** EXERCISE OBJECTIVE **
Can you copy the lines from the one that contains "above for blue" through the end of the material below, exactly and with nothing else?
## START PROVIDED DATA
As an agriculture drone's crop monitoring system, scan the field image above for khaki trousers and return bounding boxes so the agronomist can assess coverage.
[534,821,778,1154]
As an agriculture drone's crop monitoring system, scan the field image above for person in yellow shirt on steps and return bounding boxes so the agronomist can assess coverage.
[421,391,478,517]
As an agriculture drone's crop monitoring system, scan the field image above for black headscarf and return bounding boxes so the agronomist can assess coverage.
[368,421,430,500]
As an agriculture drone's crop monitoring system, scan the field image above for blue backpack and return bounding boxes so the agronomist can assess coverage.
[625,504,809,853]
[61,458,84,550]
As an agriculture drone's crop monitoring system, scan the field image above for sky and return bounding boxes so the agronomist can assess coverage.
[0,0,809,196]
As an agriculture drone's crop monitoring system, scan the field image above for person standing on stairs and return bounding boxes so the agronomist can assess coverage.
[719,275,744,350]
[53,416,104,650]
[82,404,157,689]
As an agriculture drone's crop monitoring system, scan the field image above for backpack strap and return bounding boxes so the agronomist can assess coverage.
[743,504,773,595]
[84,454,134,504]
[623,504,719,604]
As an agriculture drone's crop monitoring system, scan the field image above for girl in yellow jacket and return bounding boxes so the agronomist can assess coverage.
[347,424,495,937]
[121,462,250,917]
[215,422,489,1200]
## END PROVIDED DATA
** ANSWER FOR THE TASK **
As an agriculture drone's crop monitoring system, scan the field image above for blue backpack and return bounding boxes so the agronomist can assess coverage.
[625,504,809,853]
[61,458,84,550]
As an agriculture drone's crop monitoring system, scan the field image above for sky and return bounding boxes so the agronomist can assess coverage.
[0,0,809,196]
As an agriculture drone's crop monitoring system, scan the field image above for person standing on stairs and return bounding boxes so the agronomist can assess coverage.
[719,275,744,350]
[53,416,104,650]
[82,404,157,689]
As an agriculture drone's crop monitoring system, scan the field image above for backpack strap and return bounding boxes so the agronomist can assess coverage.
[743,504,773,595]
[84,454,134,504]
[623,504,719,604]
As an agriculture drone's crop monitoring system, scan the field image above for girl in yellow jacket and return bounding boxes so the agronomist can assess coverage.
[347,424,495,937]
[121,462,250,917]
[215,422,489,1200]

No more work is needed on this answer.